#### Goal of the exercise:
Pick out every line in the records below that contains the string "person", treating uppercase and lowercase as different, and copy each of those lines.

(Point annotation dataset records)
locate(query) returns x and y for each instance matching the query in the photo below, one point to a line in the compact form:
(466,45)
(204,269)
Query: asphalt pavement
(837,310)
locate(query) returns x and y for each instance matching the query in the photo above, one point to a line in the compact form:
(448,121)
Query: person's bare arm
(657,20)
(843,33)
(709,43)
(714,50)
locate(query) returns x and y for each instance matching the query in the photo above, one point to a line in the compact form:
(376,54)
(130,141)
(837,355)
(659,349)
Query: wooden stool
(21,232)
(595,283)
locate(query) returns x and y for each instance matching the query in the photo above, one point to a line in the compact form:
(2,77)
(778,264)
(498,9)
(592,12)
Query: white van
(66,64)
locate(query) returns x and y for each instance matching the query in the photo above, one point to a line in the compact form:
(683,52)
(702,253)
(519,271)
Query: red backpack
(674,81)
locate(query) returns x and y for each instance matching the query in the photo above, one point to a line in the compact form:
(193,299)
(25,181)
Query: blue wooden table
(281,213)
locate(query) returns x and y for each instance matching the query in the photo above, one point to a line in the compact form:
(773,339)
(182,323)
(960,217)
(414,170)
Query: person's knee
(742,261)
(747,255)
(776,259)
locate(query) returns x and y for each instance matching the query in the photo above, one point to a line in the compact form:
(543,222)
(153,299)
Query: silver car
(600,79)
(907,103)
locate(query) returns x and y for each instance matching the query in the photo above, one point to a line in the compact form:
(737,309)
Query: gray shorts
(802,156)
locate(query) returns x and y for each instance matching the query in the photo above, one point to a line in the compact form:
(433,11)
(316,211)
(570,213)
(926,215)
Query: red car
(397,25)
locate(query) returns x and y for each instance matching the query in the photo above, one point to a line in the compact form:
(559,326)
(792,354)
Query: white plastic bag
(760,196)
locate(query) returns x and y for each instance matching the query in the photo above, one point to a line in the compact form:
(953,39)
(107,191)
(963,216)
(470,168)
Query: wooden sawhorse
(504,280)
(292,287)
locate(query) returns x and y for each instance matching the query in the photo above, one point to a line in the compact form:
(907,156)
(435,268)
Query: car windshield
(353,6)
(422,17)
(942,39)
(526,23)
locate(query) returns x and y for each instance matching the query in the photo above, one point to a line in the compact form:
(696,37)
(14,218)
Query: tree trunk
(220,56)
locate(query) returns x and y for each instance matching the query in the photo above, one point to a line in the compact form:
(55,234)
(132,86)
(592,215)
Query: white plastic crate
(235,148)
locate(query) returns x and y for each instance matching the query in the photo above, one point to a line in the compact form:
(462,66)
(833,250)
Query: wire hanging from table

#### Worked solution:
Query: person's bare arm
Query: person's knee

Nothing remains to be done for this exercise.